* [RECORDS FOR THE EXERCISE]
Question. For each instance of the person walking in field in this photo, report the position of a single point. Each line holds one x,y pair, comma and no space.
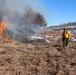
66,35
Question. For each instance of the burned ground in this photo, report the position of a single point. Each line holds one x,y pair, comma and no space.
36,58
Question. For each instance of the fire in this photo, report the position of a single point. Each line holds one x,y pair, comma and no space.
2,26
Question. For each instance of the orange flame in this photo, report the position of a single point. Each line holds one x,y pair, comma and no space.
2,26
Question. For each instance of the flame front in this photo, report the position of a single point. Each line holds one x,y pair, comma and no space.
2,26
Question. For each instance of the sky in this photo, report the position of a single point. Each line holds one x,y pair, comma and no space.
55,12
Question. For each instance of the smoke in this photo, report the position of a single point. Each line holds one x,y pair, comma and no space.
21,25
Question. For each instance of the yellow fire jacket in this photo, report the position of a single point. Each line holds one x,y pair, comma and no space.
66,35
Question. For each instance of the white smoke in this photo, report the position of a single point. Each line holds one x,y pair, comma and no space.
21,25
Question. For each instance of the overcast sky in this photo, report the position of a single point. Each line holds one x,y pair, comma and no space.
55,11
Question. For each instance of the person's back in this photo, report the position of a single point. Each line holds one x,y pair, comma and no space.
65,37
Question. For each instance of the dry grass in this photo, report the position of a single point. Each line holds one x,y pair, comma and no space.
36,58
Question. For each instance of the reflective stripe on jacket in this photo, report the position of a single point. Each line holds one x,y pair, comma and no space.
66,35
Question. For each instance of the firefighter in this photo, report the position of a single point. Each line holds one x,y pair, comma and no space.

* [WHAT YOU SHOULD DO] The expected output is the material above, repeated exactly and free of pictures.

* [OUTPUT FOR THIS TASK]
Question. For each instance of the person walking in field in this photo, report the position of a single point. Each line holds one x,y pair, comma and no space.
66,35
Question. For each instance of the burned ground in this photo, report the position of a single point. Each line holds one x,y pair, comma and no space.
36,58
Question. For each instance of the fire in this photo, report the position of a single point. Each line holds one x,y pair, comma and no space.
2,26
Question. For each instance of the orange flame in this photo, report the position of a single point. Each line holds one x,y pair, comma and no space.
2,26
Question. For each instance of the flame front in this photo, report the position of a single point. Each line holds one x,y pair, comma and no space.
2,26
Question. For each instance of the sky in this photo, report the position of a single point. Each line holds one x,y pair, comma and no space.
55,12
Question. For each instance of the smoke in this photo, report the position of a single point. Each line holds one x,y pair, comma and no space.
21,25
Question. For each instance of the yellow fire jacket in this photo, report the position of a single point. Each line holds one x,y pair, comma and no space.
66,35
Question. For each instance of the white smoke in this photo, report the position of a single point. Each line holds one x,y pair, comma and no space.
21,25
Question. For each instance of the overcast sky in this photo, report the position of a single point. Each line holds one x,y pair, comma and no space.
55,11
Question. For each instance of the person's back in this photo, report the position of a single point. Each line holds one x,y pair, comma and no space.
65,37
Question. For each instance of the dry grass in this photo, report the position of a single point. Each line holds one x,y pair, comma and no space.
36,58
Question. For each instance of the reflective stripe on jacket in this photo, report the position of a single point. Each line holds one x,y pair, comma and no space.
66,35
Question. For each instance of the firefighter in this photo, report the position of a single point. Each line holds one x,y pair, comma and no space.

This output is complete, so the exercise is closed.